**DOCUMENT EXTRACT:**

'''

The sensed information unit may be sensed by one or more sensors of one or more types. The one or more sensors may belong to the same device or system—or may belong to different devices of systems.

Various examples refer to distances—for example a distance between media unit signatures, a distance between clusters, and the like. The distance between clusters may be a distance between cluster signatures. Any distance may be a similarity feature. If a first signature is closer to a second signature in relation to a third signature—then the first signature is more similar to the second signature and less similar to the third signature. Each signature may include multiple elements and the similarity between signatures may provide an indication of how many elements are shared between the signatures. The elements may represent features and different signatures differ from each other by one or more features. A cluster signature represents features that are shared between at least a certain number or certain percent (for example 10, 20, 30, 40, 50, 60, 70, 80, or 90 precent) of its members. The value of the certain number or the certain percent may be determined in any manner—for example by providing any tradeoff between false matches and missed true matches. For example—assuming that a cluster includes a first number (N1) of media unit signatures and each media unit signature includes (in average) a second number (N2) of elements. In this case the signatures of the clusters may include up to N1×N2 different features. Nevertheless—different sets of signatures of a cluster share at least a predefined number of shared features—and thus the cluster signature may include a third number (N3) of features—whereas N3 is much smaller than N1×N2.

'''

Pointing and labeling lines

'''

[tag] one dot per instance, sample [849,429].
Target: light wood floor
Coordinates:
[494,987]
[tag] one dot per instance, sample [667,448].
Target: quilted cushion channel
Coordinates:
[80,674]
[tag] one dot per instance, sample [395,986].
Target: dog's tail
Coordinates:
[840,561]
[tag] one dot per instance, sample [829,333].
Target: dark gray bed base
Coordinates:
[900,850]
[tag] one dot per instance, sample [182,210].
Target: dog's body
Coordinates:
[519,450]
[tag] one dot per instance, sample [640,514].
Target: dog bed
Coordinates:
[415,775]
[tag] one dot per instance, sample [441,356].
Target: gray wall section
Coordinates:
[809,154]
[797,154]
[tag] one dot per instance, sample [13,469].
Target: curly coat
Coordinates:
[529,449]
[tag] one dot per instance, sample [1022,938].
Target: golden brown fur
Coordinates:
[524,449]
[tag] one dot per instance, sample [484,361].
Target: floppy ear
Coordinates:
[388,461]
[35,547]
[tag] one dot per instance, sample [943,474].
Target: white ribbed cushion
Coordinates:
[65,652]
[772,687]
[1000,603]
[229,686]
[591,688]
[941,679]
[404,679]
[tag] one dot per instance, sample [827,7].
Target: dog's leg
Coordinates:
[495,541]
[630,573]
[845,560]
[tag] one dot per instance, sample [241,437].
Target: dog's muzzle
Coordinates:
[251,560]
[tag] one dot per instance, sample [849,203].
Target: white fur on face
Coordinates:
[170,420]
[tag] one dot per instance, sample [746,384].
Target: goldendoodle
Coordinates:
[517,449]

'''

**GIVEN EXERCISE 1:** Output the section of the passage on signature distances that opens with the words containing "The sensed information" and closes with "devices of systems.".
**GIVEN EXERCISE 2:** Write the next part of the passage on signatures and clusters, carrying on after its last sentence.

**WRITTEN REPLY 1:**
The sensed information unit may be sensed by one or more sensors of one or more types. The one or more sensors may belong to the same device or system—or may belong to different devices of systems.

**WRITTEN REPLY 2:**
The sensed information may be processed by a processor. The processor may be a processing circuitry. The processing circuitry may be implemented as a central processing unit (CPU), and/or one or more other integrated circuits such as application-specific integrated circuits (ASICs), field programmable gate arrays (FPGAs), full-custom integrated circuits, etc., or a combination of such integrated circuits.

There may be provided a neural network (NN)—(for example a convolution neural network (CNN) or another neural network (ANN)) that may include a number of layers that are connected to each other—fully connected or partially connected.

The NN may be adapted (through training and the like) to a certain types of content—for example, X-ray sensed information, regular camera sensed information, multispectral camera, radar, 2D data (e.g. financial series, time series), audio signals and the like.

The NN may be initially set with initial weights—can be determine in any manner—for example in a random manner.

It is desired that the NN will provide similar outputs (for example similar signatures or sub-signatures) for similar medial units and provide—different signatures for different media units.

The initial learning process may be totally unsupervised—and may be aimed to order signatures of media units on a N dimension space (for example sphere, N being an integer that exceeds one)—for example more similar media units will be closer to each other in the N dimension space.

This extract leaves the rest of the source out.